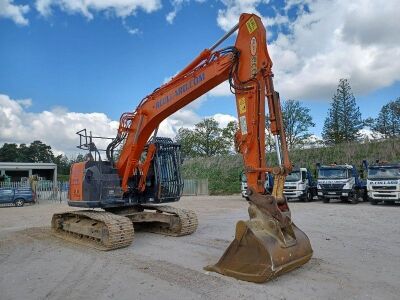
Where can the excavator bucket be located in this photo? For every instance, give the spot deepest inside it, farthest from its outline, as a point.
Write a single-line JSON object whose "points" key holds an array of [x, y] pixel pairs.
{"points": [[263, 248]]}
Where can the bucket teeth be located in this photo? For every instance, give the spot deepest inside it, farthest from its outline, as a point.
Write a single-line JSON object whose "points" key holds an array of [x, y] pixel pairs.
{"points": [[266, 246]]}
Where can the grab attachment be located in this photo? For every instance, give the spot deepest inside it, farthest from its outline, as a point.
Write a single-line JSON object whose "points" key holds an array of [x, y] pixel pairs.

REQUIREMENT
Without including any picture, output all the material exactly as it appears.

ANSWER AREA
Where can the excavator bucket be located in this photo? For every instance, give the spot deepest inside it, farthest from its outline, as a point.
Write a single-line JSON object whose "points" key holds an array of [x, y] pixel pairs.
{"points": [[263, 248]]}
Where can the bucket teeth be located in this photo? For every instance, give the spot deepest inside it, farthest from its outline, as a point.
Write a single-line JSON object whose "points" key holds an array of [x, y] pixel pairs.
{"points": [[266, 246]]}
Where can the grab attachment be located in this photo? For every instance, give the spot deepest inside it, farthest from its outline, as a point.
Write a single-line JSON object whose "points" key holds an array of [x, y] pixel pairs.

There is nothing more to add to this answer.